■ Pasaje citado
----------------------------------------

Del mismo modo que los compositores musicales del período clásico van desde C. P. E. Bach hasta Schubert y abarcan, por tanto, todo el espectro desde los compositores barrocos hasta los compositores románticos, las tribus también se fusionan en hordas en un extremo y en jefaturas en el extremo opuesto. En particular, el papel del hombre grande de una tribu en la distribución de la carne de los cerdos sacrificados para los festines insinúa el papel de los jefes en la recolección y la redistribución de alimentos y mercancías —ahora reinterpretadas como tributo— en las jefaturas. Asimismo, la presencia o ausencia de arquitectura pública es supuestamente una de las distinciones entre las tribus y las jefaturas, pero las grandes aldeas de Nueva Guinea tienen a menudo casas de culto (llamadas haus tamburan, a orillas del río Sepik) que presagian los templos de las jefaturas.

Aunque algunas hordas y tribus sobreviven hoy en día en tierras remotas y ecológicamente marginales, fuera del control del Estado, las jefaturas plenamente independientes desaparecieron a comienzos del siglo XX porque tendían a ocupar excelentes tierras codiciadas por los Estados. Sin embargo, en 1492 las jefaturas estaban aún muy extendidas en gran parte del este de Estados Unidos, en zonas productivas de América del Sur y América Central y del África subsahariana que no habían sido subsumidas todavía bajo Estados autóctonos, y en toda Polinesia. Las pruebas arqueológicas de las que nos ocupamos más abajo indican que las jefaturas surgieron hacia 5500 a. C. en el Creciente Fértil y hacia 1000 a. C. en Mesoamérica y los Andes. Examinemos las características distintivas de las jefaturas, muy diferentes de los Estados europeos y americanos modernos, y, al mismo tiempo, de las hordas y las sociedades tribales sencillas.

En lo que se refiere al tamaño de la población, las jefaturas eran considerablemente más grandes que las tribus, y oscilaban entre varios miles y varias decenas de miles de personas. Este tamaño generaba un serio potencial de conflictos internos porque, para cualquier persona que viviera en una jefatura, la inmensa mayoría de las demás personas de la jefatura no estaban estrechamente emparentadas por la sangre o el matrimonio ni les eran conocidas de nombre. Con el nacimiento de las jefaturas, hace unos 7500 años, la gente tuvo que aprender, por primera vez en la historia, cómo encontrarse con extraños habitualmente sin intentar matarlos.

----------------------------------------

■ Lista de entradas
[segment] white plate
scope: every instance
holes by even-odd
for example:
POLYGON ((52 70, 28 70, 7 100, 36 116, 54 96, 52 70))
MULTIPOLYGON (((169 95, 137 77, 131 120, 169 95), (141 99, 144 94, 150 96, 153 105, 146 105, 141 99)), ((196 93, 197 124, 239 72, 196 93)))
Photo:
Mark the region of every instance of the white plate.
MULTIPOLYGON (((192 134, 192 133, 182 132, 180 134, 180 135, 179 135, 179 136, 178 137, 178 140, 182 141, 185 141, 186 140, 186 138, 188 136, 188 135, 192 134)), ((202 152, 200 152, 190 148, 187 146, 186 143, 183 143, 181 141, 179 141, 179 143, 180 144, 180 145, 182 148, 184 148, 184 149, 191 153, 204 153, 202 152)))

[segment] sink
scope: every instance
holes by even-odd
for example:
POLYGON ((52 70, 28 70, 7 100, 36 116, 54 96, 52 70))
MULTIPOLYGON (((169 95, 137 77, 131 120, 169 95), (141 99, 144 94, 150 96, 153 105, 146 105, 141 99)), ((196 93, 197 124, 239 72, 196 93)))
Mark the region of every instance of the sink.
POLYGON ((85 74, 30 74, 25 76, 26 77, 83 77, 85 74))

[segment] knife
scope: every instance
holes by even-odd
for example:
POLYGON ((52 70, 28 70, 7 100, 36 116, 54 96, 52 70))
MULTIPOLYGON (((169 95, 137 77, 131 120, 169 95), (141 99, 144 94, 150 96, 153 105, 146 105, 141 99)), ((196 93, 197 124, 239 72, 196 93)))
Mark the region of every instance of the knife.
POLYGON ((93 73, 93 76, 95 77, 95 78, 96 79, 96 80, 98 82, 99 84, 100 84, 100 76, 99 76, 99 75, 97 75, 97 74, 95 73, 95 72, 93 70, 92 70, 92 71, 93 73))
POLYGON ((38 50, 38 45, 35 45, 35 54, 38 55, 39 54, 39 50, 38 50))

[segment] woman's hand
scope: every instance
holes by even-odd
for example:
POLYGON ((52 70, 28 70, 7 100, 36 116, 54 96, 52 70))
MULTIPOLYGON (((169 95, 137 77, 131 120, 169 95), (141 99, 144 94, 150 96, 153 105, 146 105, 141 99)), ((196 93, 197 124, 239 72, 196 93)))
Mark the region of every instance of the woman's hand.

----------------------------------------

■ Requisitos de tareas
**1)** Transcriba literalmente el pasaje sobre las jefaturas desde "En lo que se" hasta "sin intentar matarlos.".
**2)** En las entradas, desde la línea con "[segment] woman's hand" hasta la última línea, ambas incluidas, sustituya "even-odd" por "nonzero". Reproduzca solo esas líneas y deje todo lo demás sin cambios.

■ Resultados
**1)**
En lo que se refiere al tamaño de la población, las jefaturas eran considerablemente más grandes que las tribus, y oscilaban entre varios miles y varias decenas de miles de personas. Este tamaño generaba un serio potencial de conflictos internos porque, para cualquier persona que viviera en una jefatura, la inmensa mayoría de las demás personas de la jefatura no estaban estrechamente emparentadas por la sangre o el matrimonio ni les eran conocidas de nombre. Con el nacimiento de las jefaturas, hace unos 7500 años, la gente tuvo que aprender, por primera vez en la historia, cómo encontrarse con extraños habitualmente sin intentar matarlos.

**2)**
[segment] woman's hand
scope: every instance
holes by nonzero
for example:
POLYGON ((52 70, 28 70, 7 100, 36 116, 54 96, 52 70))
MULTIPOLYGON (((169 95, 137 77, 131 120, 169 95), (141 99, 144 94, 150 96, 153 105, 146 105, 141 99)), ((196 93, 197 124, 239 72, 196 93)))
Mark the region of every instance of the woman's hand.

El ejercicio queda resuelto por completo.